▶ [REQUIREMENT]
If a line holds the word "foliage", copy it from the entries.

▶ [RECORDS SHOWN]
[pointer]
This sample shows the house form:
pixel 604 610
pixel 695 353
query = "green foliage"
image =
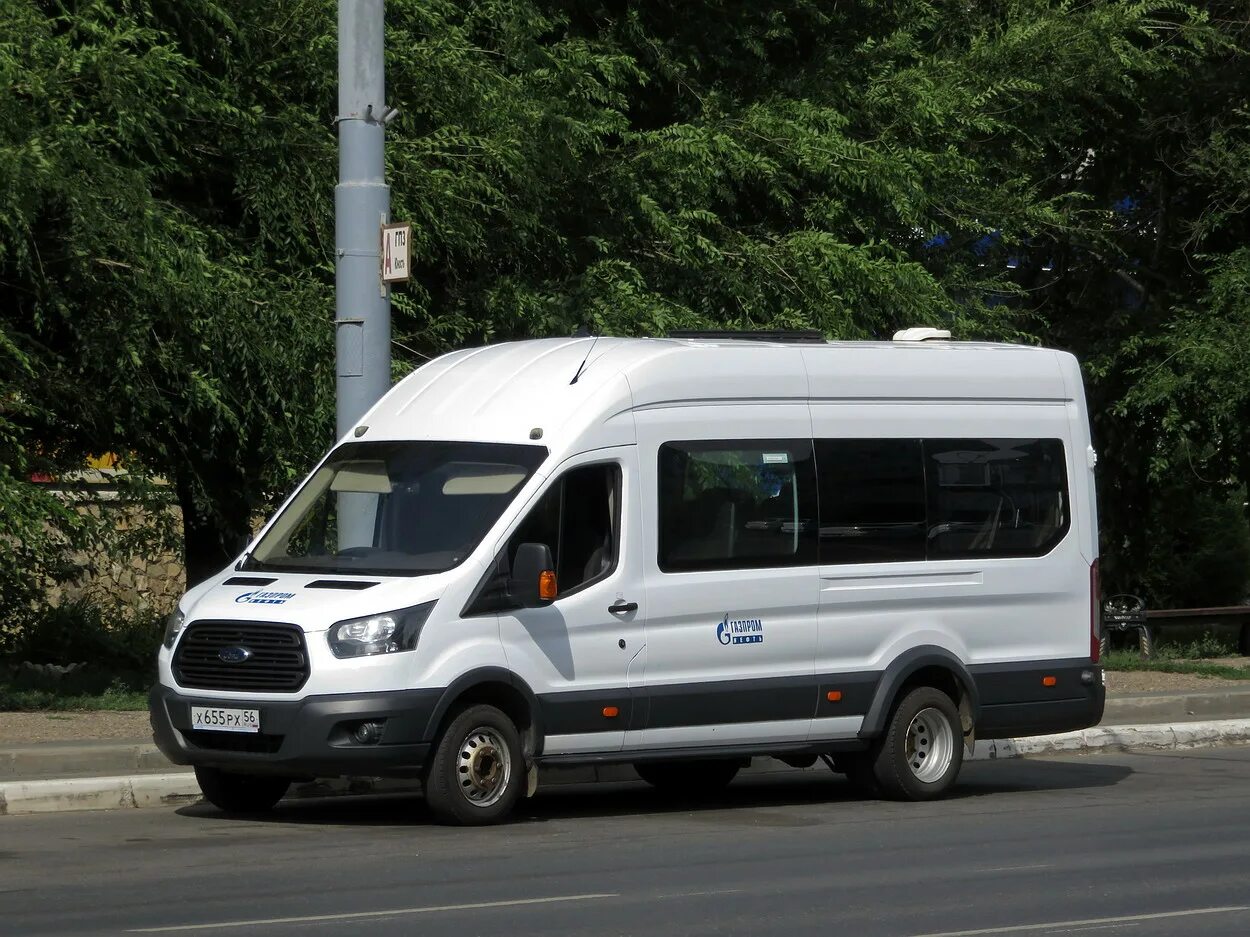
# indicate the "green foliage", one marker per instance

▶ [TASK ANSWER]
query = "green foliage"
# indicate the "green foliage", one marker per instance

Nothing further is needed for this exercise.